TASK TO COMPLETE: Copy the rows below word for word, starting at the line that contains "Could you put a marker on each instance of the hand-painted" and ending at the line that contains "point(246, 158)", with both of those lines included.

LISTING:
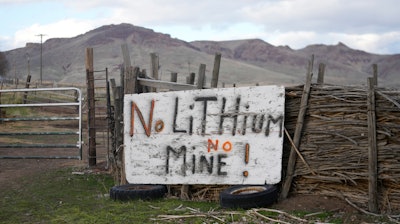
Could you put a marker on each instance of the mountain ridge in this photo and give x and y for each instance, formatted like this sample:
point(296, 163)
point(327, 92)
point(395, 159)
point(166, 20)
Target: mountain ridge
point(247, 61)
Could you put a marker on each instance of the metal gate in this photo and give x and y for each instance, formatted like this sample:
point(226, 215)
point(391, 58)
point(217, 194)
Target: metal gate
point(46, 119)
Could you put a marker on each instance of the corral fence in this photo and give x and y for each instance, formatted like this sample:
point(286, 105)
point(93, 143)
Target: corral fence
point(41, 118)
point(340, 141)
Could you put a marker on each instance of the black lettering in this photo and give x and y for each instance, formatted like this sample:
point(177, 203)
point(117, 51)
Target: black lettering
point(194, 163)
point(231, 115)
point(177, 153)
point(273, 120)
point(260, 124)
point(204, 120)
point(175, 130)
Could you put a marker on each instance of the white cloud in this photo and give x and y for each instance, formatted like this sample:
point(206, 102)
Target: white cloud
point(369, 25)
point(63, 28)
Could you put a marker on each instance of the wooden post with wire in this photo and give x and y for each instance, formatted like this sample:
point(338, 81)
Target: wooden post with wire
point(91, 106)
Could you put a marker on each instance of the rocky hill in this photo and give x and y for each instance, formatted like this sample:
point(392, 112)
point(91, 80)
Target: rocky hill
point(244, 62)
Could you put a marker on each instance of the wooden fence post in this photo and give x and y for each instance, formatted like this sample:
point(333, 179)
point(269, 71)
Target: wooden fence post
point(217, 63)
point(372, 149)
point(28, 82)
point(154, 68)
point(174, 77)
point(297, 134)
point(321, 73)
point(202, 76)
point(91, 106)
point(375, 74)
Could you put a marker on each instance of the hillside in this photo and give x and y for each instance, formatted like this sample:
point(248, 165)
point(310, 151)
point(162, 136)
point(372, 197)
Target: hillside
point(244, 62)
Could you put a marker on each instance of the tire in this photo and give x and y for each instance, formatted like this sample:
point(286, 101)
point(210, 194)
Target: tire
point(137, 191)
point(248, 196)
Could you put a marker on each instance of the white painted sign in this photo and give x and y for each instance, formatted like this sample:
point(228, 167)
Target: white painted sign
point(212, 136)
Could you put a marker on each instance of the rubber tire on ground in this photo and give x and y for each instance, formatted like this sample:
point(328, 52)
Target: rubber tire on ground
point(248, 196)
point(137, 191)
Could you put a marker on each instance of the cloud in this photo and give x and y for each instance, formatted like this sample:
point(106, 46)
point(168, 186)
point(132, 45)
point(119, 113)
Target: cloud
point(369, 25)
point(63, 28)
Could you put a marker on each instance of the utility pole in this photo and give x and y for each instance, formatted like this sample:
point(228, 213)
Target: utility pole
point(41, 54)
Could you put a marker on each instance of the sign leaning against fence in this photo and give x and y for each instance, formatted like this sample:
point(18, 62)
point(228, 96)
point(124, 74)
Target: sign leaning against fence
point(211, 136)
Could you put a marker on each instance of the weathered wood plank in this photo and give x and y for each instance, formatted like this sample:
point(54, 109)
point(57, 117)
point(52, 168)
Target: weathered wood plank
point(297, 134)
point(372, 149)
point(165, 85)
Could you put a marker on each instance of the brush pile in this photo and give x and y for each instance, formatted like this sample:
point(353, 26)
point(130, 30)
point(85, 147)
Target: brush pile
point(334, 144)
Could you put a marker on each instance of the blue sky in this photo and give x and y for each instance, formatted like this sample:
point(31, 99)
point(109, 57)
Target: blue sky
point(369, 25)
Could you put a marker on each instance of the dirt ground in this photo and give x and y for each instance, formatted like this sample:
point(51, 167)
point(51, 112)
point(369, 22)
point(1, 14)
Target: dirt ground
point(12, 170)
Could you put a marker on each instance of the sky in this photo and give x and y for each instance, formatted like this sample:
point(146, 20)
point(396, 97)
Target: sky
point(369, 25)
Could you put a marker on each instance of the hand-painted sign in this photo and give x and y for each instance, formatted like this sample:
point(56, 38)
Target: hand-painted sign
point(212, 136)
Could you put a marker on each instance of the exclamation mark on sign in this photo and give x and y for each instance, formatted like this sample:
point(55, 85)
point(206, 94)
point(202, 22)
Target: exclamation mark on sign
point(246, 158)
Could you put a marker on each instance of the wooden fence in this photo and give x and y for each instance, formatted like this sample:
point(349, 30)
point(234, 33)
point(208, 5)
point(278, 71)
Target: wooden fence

* * *

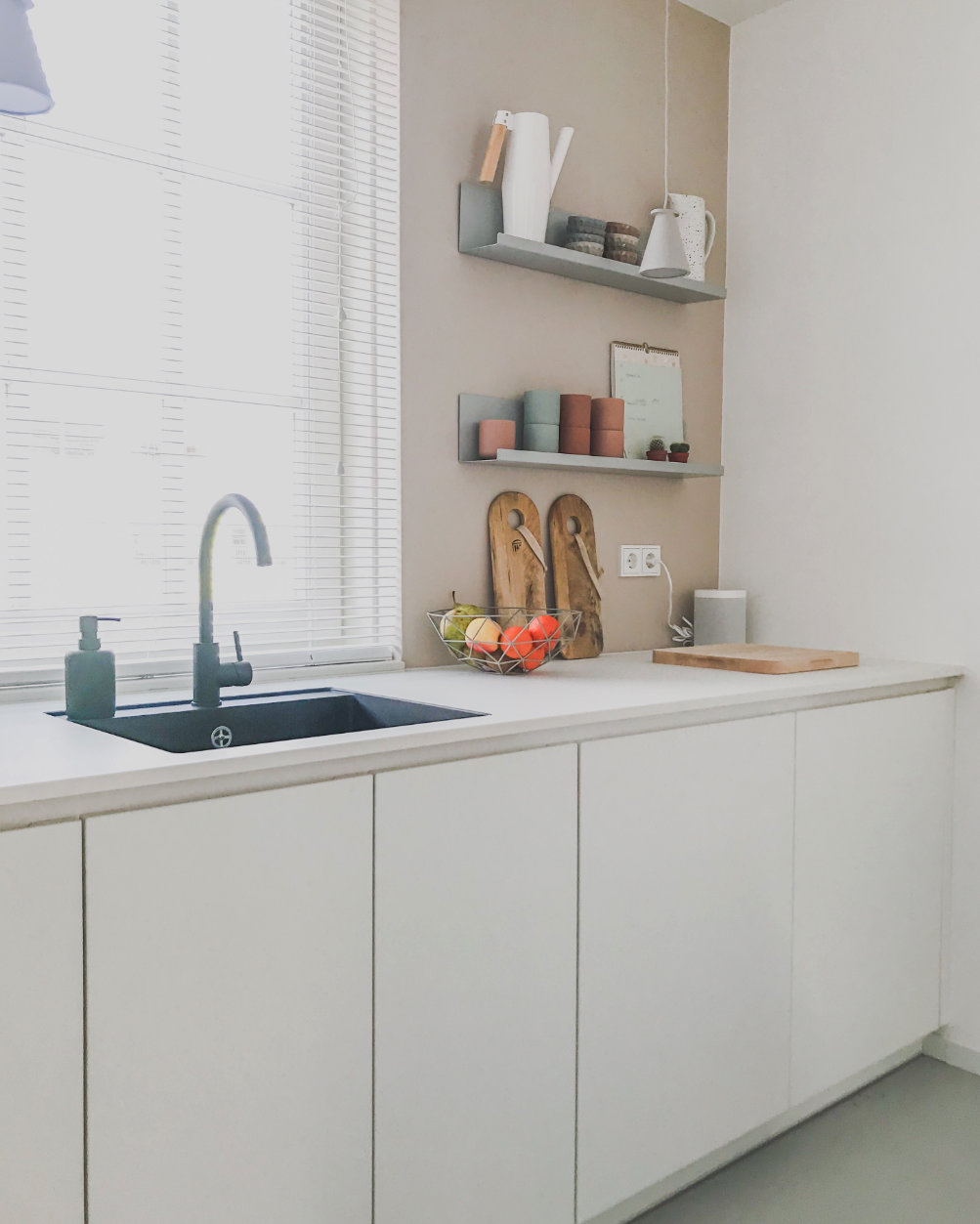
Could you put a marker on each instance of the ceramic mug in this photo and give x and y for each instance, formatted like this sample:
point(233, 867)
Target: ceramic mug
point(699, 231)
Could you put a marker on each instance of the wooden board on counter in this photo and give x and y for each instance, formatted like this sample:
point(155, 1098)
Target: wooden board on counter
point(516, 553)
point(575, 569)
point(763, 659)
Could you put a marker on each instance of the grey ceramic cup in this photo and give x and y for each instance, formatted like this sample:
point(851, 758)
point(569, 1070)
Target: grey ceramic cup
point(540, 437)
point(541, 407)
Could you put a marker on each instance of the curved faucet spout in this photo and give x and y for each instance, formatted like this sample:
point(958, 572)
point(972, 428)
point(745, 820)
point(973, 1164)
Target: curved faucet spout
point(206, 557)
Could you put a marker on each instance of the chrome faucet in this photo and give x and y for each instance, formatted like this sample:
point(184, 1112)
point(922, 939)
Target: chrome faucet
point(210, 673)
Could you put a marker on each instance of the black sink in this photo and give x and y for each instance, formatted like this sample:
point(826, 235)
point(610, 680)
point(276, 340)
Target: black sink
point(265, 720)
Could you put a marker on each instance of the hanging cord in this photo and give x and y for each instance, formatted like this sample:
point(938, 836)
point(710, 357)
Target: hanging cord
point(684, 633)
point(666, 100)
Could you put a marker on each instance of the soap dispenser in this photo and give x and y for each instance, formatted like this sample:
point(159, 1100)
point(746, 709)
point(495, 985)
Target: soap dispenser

RESPONSE BELOW:
Could you put a marker on each instance of the hand-painted sign in this photo and give x and y for each instance, formatted like this sample:
point(56, 38)
Target: hand-painted sign
point(212, 136)
Could you put a marker on each instance of the exclamation mark on sign in this photo and give x and y for each instance, formatted like this sample:
point(55, 85)
point(206, 94)
point(202, 22)
Target: exclamation mark on sign
point(246, 158)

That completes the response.